[Source text]
Since then I've had eight or nine biopsies on my breast, surgery to install a port on my sternum, surgery to remove my breasts and ovaries and fallopian tubes and lymph nodes, surgery to reconstruct my breasts, surgery to revise the original reconstruction when it didn't heal right, and I have one more to tweak the final result, some time next year.  32 weeks of chemo. 

I've had a complete failure of my lungs processing oxygen which resulted in a week long stay in the pulmonary ICU at Stanford, which included a lung biopsy and pneumothorax (and massive hallucinations from fentanyl), and another test where they kept me awake and shoved a camera down my throat so we could see inside my lungs.  I was coughing so much it sounded like bronchitis but they think it was only to get oxygen.  Watching my lungs squeeze on camera was one of the coolest things I've ever seen.  But I never want to do it again and generally don't recommend it as an entertainment.  The coughing was so bad I became incontinent and pissed myself on the table.  Not fun.  I ended up with oxygen tanks at home for almost a year.  And I also had a different bad reaction to taxol that landed me in the E.R. after I scratched myself bloody and had hives all over my body.  

I've had two kidney infections, including a week hospitalization for one of them.  Seven months total with a wound vacuum attached to my chest or stomach. Watched (and smelled) the flesh on my chest die and fall off.  Prescriptions for every kind of drug under the sun.  It still looks like a pharmacy in my office.  A bloodclot in my arm. I've lost count of the number of MRIs at this point.  I've also had a PET scan and a CAT scan, at least once each.  

I also got married (twice!), adopted a wonderful dog, studied for a major professional certification (PMP) and passed the test on the first try, and was able to work for 11 out of the last 24 months.  

Now I've got one open wound that's about 2x4 cm, and I'm having some bad nerve pain as all the internal damage starts to heal.  I'm taking Neurontin for that instead of opiates and it seems to be helping.  When it comes on it feels like a crazy itch that evolves into throbbing pain over a couple of hours.  It's not constant, it's happened maybe 3 or 4 times in the last week.  Starting today I'm on Neurontin 24/7 for a month and it should prevent most of that from happening. 

I've been back at work for a couple of months now and feel like most of it is back to normal.  Whatever that is.  It's been a completely crazy couple of years.  I feel very lucky to be here on this side of it, basically intact mentally and emotionally, if not physically.  I am lucky to be here at all.

[Records]

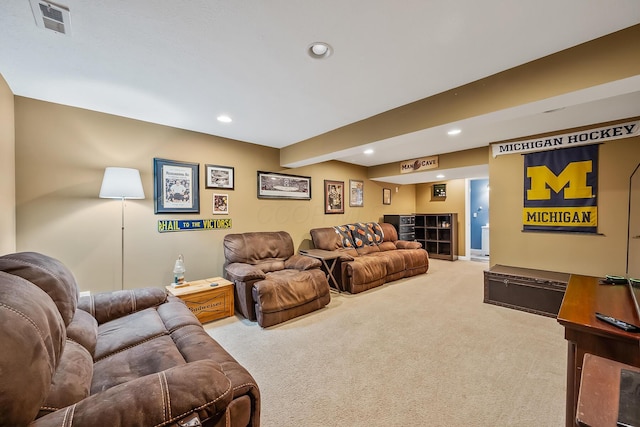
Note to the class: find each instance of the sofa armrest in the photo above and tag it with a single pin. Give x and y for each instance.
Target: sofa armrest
(108, 306)
(158, 399)
(404, 244)
(244, 272)
(302, 262)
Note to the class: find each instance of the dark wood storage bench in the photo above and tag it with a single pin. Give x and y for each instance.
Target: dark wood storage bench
(534, 291)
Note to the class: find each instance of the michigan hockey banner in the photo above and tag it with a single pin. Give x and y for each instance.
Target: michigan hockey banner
(567, 140)
(560, 190)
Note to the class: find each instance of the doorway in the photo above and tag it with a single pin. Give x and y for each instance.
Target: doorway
(633, 243)
(478, 244)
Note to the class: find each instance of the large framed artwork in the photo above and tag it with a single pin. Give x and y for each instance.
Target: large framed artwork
(333, 196)
(176, 186)
(356, 193)
(219, 177)
(283, 186)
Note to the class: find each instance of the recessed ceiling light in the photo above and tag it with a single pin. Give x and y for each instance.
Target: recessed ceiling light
(319, 50)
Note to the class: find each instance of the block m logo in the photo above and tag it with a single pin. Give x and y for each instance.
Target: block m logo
(573, 179)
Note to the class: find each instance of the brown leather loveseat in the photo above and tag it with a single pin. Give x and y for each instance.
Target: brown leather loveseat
(372, 254)
(126, 358)
(272, 283)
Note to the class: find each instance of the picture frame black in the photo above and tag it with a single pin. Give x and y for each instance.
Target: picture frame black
(218, 176)
(220, 204)
(176, 186)
(356, 193)
(386, 196)
(440, 190)
(333, 197)
(274, 185)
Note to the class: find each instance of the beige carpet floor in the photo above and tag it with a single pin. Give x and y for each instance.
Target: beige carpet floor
(423, 351)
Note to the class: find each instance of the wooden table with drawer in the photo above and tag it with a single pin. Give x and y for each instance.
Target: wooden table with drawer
(207, 302)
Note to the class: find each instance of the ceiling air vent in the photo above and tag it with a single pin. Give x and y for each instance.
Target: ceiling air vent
(51, 16)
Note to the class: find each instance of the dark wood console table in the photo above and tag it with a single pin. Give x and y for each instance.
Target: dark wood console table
(586, 334)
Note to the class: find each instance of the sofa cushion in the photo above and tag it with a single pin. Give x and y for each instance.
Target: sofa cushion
(377, 231)
(83, 329)
(387, 246)
(33, 339)
(146, 357)
(124, 332)
(268, 265)
(286, 289)
(363, 234)
(345, 236)
(72, 380)
(368, 249)
(48, 274)
(253, 248)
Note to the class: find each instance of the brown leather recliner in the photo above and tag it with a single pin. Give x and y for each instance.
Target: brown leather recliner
(126, 358)
(372, 254)
(272, 283)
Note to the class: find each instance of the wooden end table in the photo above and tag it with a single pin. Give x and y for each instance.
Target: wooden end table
(205, 301)
(599, 391)
(329, 261)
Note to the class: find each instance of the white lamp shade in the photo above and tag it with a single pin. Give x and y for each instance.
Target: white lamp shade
(121, 183)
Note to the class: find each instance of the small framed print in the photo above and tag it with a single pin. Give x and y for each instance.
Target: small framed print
(220, 204)
(273, 185)
(176, 186)
(356, 193)
(386, 196)
(440, 190)
(333, 196)
(219, 177)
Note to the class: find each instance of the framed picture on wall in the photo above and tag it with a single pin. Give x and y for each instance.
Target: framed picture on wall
(386, 196)
(439, 190)
(333, 196)
(220, 204)
(219, 177)
(176, 186)
(283, 186)
(356, 193)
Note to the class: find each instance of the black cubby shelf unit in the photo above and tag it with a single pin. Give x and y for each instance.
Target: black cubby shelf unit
(438, 234)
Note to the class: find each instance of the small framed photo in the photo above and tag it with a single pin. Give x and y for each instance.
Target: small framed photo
(283, 186)
(386, 196)
(333, 196)
(219, 177)
(220, 204)
(356, 193)
(440, 190)
(176, 186)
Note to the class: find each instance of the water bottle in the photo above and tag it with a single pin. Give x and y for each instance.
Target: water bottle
(178, 271)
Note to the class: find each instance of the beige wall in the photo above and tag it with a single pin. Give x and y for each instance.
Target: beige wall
(61, 153)
(7, 170)
(453, 203)
(596, 255)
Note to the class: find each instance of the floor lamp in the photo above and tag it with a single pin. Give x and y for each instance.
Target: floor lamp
(121, 183)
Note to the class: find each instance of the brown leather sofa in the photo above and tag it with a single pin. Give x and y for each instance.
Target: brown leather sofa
(126, 358)
(372, 254)
(272, 283)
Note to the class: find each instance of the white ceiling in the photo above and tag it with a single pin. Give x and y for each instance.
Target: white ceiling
(183, 64)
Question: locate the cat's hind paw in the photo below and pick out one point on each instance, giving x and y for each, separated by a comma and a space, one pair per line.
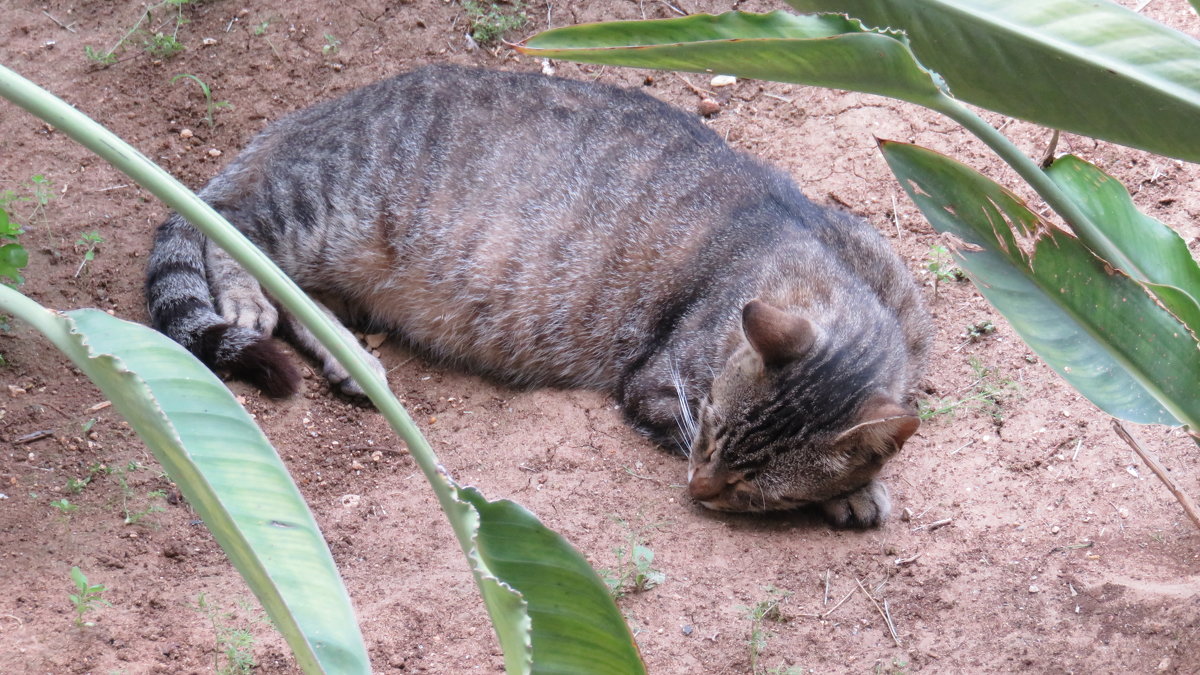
867, 507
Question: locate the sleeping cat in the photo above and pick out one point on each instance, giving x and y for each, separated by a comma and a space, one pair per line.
549, 232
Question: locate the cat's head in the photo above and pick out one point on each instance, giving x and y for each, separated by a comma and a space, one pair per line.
792, 420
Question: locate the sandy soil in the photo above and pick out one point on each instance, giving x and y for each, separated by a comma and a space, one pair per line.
1062, 555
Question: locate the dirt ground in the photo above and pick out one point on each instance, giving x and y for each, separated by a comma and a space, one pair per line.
1062, 554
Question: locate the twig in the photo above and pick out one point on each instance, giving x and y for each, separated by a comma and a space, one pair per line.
1189, 507
34, 436
696, 90
834, 608
63, 25
672, 7
934, 525
1048, 157
886, 615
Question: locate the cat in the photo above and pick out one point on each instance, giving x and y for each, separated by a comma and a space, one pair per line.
549, 232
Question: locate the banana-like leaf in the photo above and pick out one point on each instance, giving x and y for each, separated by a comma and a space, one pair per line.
827, 51
1163, 261
1099, 329
575, 626
1087, 66
225, 466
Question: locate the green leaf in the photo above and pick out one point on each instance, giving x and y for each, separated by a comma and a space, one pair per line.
575, 626
1095, 326
13, 258
1087, 66
227, 470
825, 51
1159, 254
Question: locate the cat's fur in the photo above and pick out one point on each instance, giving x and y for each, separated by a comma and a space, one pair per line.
549, 232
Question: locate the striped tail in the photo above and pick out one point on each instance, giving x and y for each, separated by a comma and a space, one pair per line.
181, 306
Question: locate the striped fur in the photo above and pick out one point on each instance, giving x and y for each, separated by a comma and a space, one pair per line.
547, 232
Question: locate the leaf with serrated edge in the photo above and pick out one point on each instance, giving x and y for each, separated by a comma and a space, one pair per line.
226, 470
1092, 324
826, 51
1087, 66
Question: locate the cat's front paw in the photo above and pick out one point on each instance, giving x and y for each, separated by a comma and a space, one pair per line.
867, 507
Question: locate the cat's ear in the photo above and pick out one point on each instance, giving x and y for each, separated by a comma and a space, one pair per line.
778, 336
883, 425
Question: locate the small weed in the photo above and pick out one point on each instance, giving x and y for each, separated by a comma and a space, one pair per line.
234, 643
942, 267
760, 614
210, 106
87, 597
76, 485
155, 41
162, 46
13, 257
489, 22
88, 242
985, 393
635, 567
331, 45
979, 330
64, 506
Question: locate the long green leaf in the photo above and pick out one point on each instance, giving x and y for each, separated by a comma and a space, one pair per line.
571, 632
1096, 327
1159, 254
1087, 66
225, 466
821, 51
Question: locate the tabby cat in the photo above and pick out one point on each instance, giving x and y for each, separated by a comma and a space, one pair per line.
549, 232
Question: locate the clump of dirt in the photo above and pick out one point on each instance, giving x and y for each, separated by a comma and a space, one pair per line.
1059, 551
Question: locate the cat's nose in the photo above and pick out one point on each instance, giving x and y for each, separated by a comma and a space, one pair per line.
708, 482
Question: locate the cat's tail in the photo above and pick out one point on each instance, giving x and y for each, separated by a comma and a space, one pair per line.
181, 306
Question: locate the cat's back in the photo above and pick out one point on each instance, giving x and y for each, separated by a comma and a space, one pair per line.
539, 230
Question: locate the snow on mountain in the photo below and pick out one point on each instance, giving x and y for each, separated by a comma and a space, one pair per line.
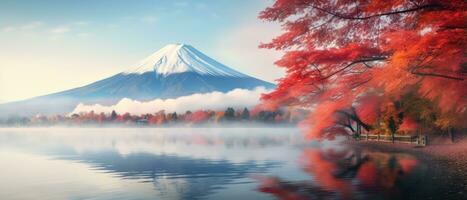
179, 58
174, 71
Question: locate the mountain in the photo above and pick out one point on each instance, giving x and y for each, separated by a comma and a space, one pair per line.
173, 71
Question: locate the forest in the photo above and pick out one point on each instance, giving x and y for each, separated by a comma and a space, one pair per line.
372, 66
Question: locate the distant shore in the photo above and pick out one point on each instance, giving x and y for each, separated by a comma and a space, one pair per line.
447, 160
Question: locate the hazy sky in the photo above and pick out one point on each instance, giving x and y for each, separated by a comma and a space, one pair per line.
51, 45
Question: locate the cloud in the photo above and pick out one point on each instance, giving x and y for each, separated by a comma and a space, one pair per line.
237, 98
84, 35
149, 19
60, 30
181, 4
32, 25
242, 41
28, 26
8, 28
82, 23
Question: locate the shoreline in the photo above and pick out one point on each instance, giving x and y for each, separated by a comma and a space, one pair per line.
447, 161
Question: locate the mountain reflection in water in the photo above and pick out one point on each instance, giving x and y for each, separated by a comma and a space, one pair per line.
198, 163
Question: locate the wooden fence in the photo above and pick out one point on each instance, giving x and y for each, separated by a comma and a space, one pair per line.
419, 140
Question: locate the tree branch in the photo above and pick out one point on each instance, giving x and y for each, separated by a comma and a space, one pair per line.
348, 17
437, 75
353, 63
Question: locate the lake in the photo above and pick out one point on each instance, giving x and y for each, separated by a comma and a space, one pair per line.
199, 163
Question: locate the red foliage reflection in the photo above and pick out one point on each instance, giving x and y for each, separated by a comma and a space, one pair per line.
342, 175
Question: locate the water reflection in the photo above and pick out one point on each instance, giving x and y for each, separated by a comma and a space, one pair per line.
199, 164
352, 174
178, 163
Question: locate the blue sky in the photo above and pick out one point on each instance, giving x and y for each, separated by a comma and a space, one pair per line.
52, 45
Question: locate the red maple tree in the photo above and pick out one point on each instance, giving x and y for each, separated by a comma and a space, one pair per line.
338, 51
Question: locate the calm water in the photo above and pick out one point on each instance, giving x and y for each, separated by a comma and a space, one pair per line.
199, 163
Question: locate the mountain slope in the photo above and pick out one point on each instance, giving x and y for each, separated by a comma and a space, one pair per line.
173, 71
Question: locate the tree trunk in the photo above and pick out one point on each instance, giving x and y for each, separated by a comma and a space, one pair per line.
451, 134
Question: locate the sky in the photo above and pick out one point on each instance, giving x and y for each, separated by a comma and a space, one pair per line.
52, 45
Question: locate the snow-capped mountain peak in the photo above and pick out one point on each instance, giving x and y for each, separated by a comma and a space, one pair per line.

[Task instructions] Reproduce the treatment and recovery account from "I've had two" to "last 24 months.", changing "wonderful dog" to "wonderful cat".

[Written response]
I've had two kidney infections, including a week hospitalization for one of them.  Seven months total with a wound vacuum attached to my chest or stomach. Watched (and smelled) the flesh on my chest die and fall off.  Prescriptions for every kind of drug under the sun.  It still looks like a pharmacy in my office.  A bloodclot in my arm. I've lost count of the number of MRIs at this point.  I've also had a PET scan and a CAT scan, at least once each.  

I also got married (twice!), adopted a wonderful cat, studied for a major professional certification (PMP) and passed the test on the first try, and was able to work for 11 out of the last 24 months.